TASK TO CARRY OUT: When you come to the line with "385L501 523L569 646L757", begin repeating; continue exactly through the final line of the records and include nothing from before.

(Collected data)
------
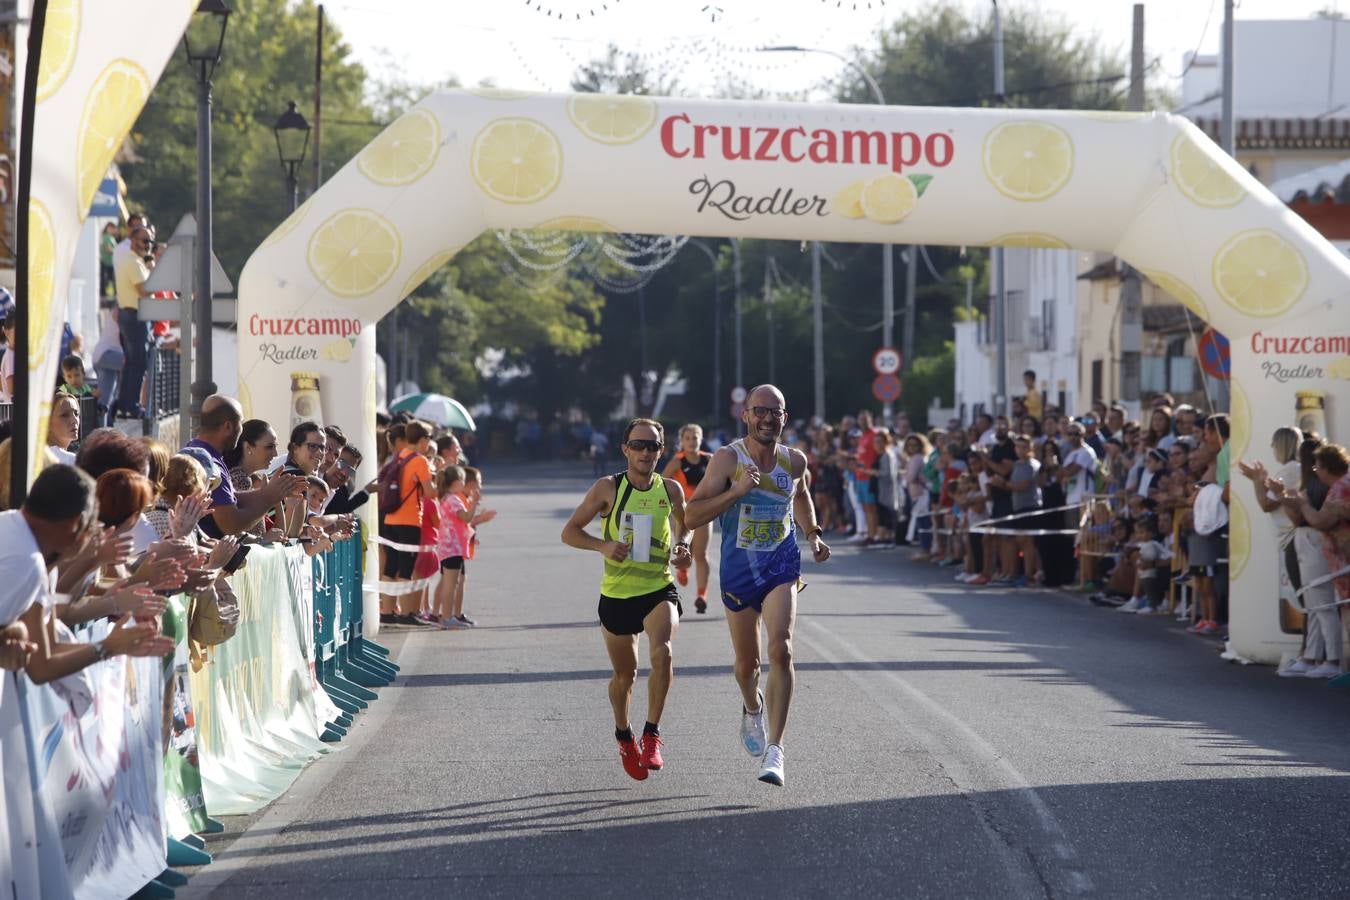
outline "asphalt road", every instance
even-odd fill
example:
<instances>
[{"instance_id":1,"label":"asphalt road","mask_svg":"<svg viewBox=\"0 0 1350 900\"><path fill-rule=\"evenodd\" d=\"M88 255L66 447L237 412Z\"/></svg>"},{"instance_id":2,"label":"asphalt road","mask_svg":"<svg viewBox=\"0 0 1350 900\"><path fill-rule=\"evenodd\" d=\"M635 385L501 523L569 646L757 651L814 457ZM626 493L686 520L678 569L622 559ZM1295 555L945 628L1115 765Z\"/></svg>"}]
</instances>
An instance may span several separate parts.
<instances>
[{"instance_id":1,"label":"asphalt road","mask_svg":"<svg viewBox=\"0 0 1350 900\"><path fill-rule=\"evenodd\" d=\"M1350 894L1350 693L893 552L807 563L785 788L687 590L666 768L631 781L571 471L488 469L479 627L386 631L399 681L180 897Z\"/></svg>"}]
</instances>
------
SOLVED EXERCISE:
[{"instance_id":1,"label":"asphalt road","mask_svg":"<svg viewBox=\"0 0 1350 900\"><path fill-rule=\"evenodd\" d=\"M88 255L66 447L237 412Z\"/></svg>"},{"instance_id":2,"label":"asphalt road","mask_svg":"<svg viewBox=\"0 0 1350 900\"><path fill-rule=\"evenodd\" d=\"M635 385L501 523L569 646L757 651L814 457ZM626 493L686 520L678 569L622 559ZM1295 555L945 628L1115 765Z\"/></svg>"}]
</instances>
An instance may span several separate parts.
<instances>
[{"instance_id":1,"label":"asphalt road","mask_svg":"<svg viewBox=\"0 0 1350 900\"><path fill-rule=\"evenodd\" d=\"M1350 894L1350 693L893 552L807 563L785 788L687 590L666 768L631 781L571 471L488 469L479 627L386 631L399 681L180 897Z\"/></svg>"}]
</instances>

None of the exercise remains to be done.